• TASK TO CARRY OUT
Copy the listing below line for line, with no changes to any wording or number.

Records from a data source
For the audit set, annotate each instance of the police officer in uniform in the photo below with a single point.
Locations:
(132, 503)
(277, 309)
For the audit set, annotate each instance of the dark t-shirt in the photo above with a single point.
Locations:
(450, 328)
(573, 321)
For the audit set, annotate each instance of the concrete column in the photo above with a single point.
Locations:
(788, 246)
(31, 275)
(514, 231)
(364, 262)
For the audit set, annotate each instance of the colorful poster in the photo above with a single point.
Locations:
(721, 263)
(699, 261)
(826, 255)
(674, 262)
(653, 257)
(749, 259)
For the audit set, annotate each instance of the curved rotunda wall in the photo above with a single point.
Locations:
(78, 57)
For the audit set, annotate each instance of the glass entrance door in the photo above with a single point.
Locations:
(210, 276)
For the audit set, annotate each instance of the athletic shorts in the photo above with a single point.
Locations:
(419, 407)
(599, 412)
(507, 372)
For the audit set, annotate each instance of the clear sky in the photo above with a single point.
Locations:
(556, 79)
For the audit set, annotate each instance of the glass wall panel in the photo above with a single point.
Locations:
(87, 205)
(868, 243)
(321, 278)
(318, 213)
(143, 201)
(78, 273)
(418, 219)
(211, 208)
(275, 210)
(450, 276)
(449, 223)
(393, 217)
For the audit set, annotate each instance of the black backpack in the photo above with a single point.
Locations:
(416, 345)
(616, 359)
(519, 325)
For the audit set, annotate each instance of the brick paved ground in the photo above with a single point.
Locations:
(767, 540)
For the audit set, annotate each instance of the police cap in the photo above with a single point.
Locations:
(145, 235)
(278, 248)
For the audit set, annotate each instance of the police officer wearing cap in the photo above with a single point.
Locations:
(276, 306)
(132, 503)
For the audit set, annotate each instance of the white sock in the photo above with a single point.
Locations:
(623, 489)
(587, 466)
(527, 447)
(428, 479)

• TASK RESULT
For the audit set, annotate each instance of the police officer in uniform in the photo below with a single point.
Locations:
(132, 503)
(277, 309)
For the audit set, annotate each instance of the dark t-shirt in the photo above with a single point.
Locations:
(450, 328)
(573, 321)
For the audit set, annotate each instance of the concrete column in the photo above with a single point.
Locations:
(788, 246)
(31, 275)
(514, 231)
(364, 262)
For the audit set, annotate each instance of the colorful poster in the photo above with a single point.
Locations:
(721, 263)
(699, 261)
(826, 255)
(674, 262)
(653, 257)
(749, 259)
For the audit set, annotate each instance of the curved rotunda wall in the photo above with a single point.
Locations:
(78, 57)
For the audit set, annotate each instance of the glass entrance door in the photo above with a single point.
Locations:
(210, 276)
For the audit set, annotate each instance of the athletic shorts in the photo above with a single point.
Locations:
(419, 407)
(599, 412)
(507, 372)
For the audit set, annotate each instance of the clear sky in the photo above with a single point.
Locations:
(556, 79)
For the audit set, annotate each instance of the glass wall panel in the photo above with a single point.
Locations:
(87, 205)
(868, 243)
(321, 278)
(318, 213)
(143, 201)
(78, 273)
(418, 219)
(211, 208)
(275, 210)
(450, 276)
(449, 223)
(393, 217)
For the audit set, annotate each instance of the black backpack in the photo above with a single point.
Locations:
(416, 345)
(616, 359)
(519, 325)
For the audit set, annotate each instance of the brick paved ground in the photo above with a single point.
Locations:
(767, 540)
For the audit set, annotate each instance of the police cap in the photo above with a single point.
Locations:
(145, 235)
(278, 248)
For the audit set, annotate each instance of the police officer wearing cap in the photo above with a single point.
Locations:
(276, 306)
(132, 503)
For the audit set, annotate each instance of the white sock in the photo above with a single point.
Locations:
(623, 489)
(587, 466)
(527, 447)
(428, 479)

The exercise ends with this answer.